── TEXTO DE LECTURA ──
El amor no es un
impulso ciego
Aunque, repitiendo los principios evangélicos,
todos reconocemos que el amor es la clave que interpreta todos los enigmas
humanos y la fórmula que resuelve todos los problemas de la convivencia, en la
práctica, no lo aplicamos con la coherencia ni con la asiduidad que sería de
esperar. A veces, temiendo que nos ciegue y nos despiste, neutralizamos su
posible influencia e, incluso, actuamos en contra de sus dictados. Es
frecuente, también, que lo cubramos de apariencias rígidas, que lo disimulemos
con máscaras grotescas, para evitar que los demás adviertan su poderosa
influencia.
───
- LO QUE SE PIDE -
Por favor, transcribe literalmente el fragmento del texto sobre el amor que va entre "El amor no es" y "influencia.", ambos incluidos.
── DATOS PROPORCIONADOS ──
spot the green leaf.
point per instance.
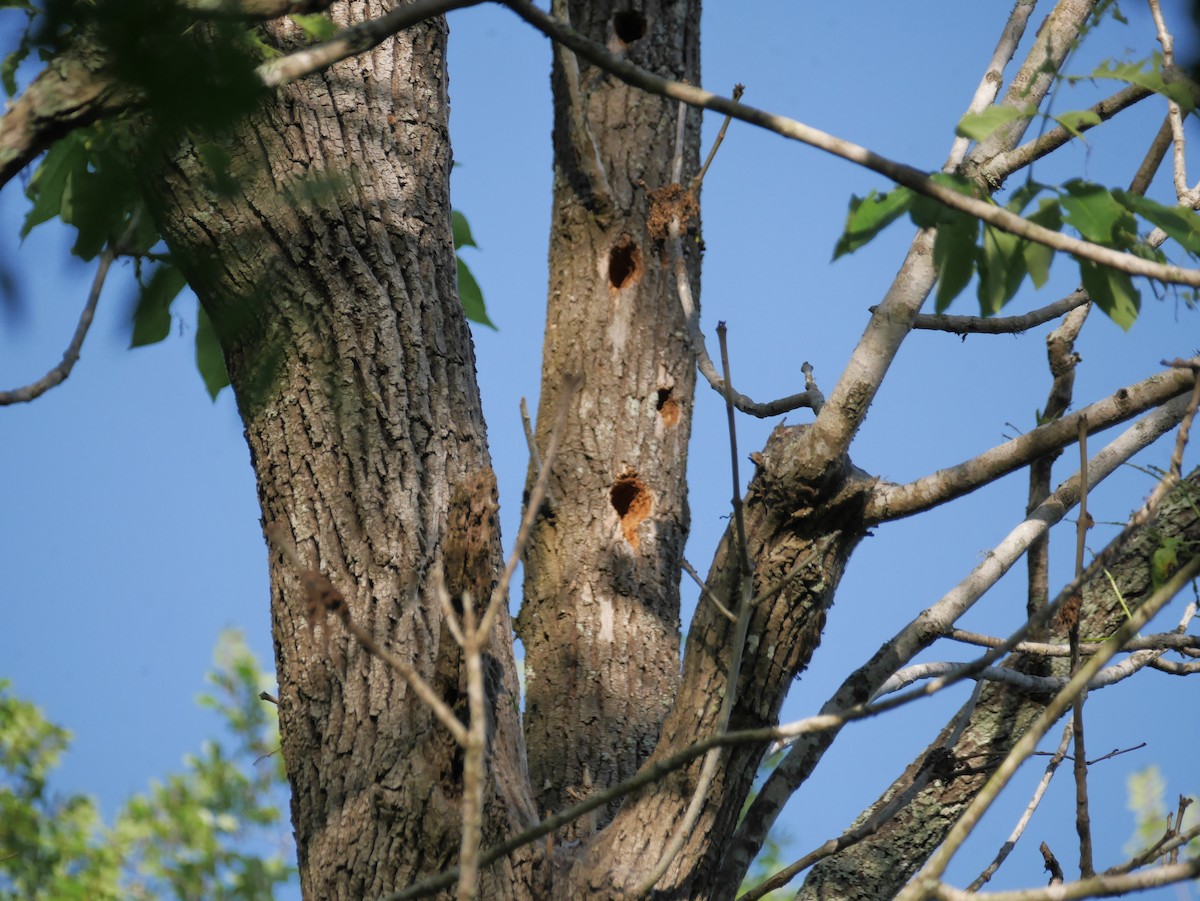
───
- SOLUCIÓN DESARROLLADA -
El amor no es un
impulso ciego
Aunque, repitiendo los principios evangélicos,
todos reconocemos que el amor es la clave que interpreta todos los enigmas
humanos y la fórmula que resuelve todos los problemas de la convivencia, en la
práctica, no lo aplicamos con la coherencia ni con la asiduidad que sería de
esperar. A veces, temiendo que nos ciegue y nos despiste, neutralizamos su
posible influencia e, incluso, actuamos en contra de sus dictados. Es
frecuente, también, que lo cubramos de apariencias rígidas, que lo disimulemos
con máscaras grotescas, para evitar que los demás adviertan su poderosa
influencia.